------ DOCUMENTO ------

A origem do Estado Islâmico

A propósito de Isis: como se formou o Califado?

Entende-se aqui: como se formou de verdade, não segundo a história tipo almanaque de Wikipedia.

Pode ser útil espreitar um documento do passado mês de Maio, publicado pelo governo dos EUA com base no Freedom Act.

O documento foi escrito pela DIA (Defense Intelligence Agency) no dia 12 de Agosto de 2012.
Portanto antes do aparecimento do Isis (oficialmente surgido em Junho de 2014).

Vamos ler o primeiro trecho:

A situação geral:
A. Internamente, os eventos estão a tomar uma clara direcção sectária.
B. Os Salafistas, a Irmandade Muçulmana e a AQI [Al-Qaeda, ndt] são as maiores forças que conduzem a rebelião na Síria.
C. O Oeste, os Países do Golfo e a Turquia apoiam a oposição; enquanto Rússia, China e o Irão apoiam o regime [de Assad, ndt].

------ ENTRADAS LISTADAS ------

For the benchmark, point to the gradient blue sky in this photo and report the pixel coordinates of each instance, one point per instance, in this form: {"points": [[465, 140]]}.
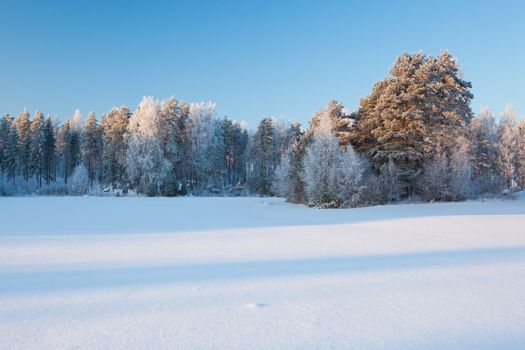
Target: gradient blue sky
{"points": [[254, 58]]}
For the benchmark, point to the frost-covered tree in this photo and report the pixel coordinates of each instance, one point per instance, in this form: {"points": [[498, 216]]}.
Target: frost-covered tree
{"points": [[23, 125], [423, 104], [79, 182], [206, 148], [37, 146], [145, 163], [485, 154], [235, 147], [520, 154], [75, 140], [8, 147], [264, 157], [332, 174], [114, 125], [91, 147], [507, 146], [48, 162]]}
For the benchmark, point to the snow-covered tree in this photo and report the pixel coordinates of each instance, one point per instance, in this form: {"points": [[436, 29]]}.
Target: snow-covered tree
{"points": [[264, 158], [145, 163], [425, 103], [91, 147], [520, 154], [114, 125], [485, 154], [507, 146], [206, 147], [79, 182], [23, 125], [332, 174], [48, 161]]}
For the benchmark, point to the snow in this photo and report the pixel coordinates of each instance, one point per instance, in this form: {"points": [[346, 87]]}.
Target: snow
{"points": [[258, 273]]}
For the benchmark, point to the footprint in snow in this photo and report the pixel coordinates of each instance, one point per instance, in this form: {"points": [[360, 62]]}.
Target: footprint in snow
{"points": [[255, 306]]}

------

-- DETALHES DA TAREFA --
Por favor, transcreva o trecho do texto sobre a origem do Estado Islâmico desde "Entende-se aqui: como" até "no Freedom Act.", inclusive.

-- RESPOSTA À TAREFA --
Entende-se aqui: como se formou de verdade, não segundo a história tipo almanaque de Wikipedia.

Pode ser útil espreitar um documento do passado mês de Maio, publicado pelo governo dos EUA com base no Freedom Act.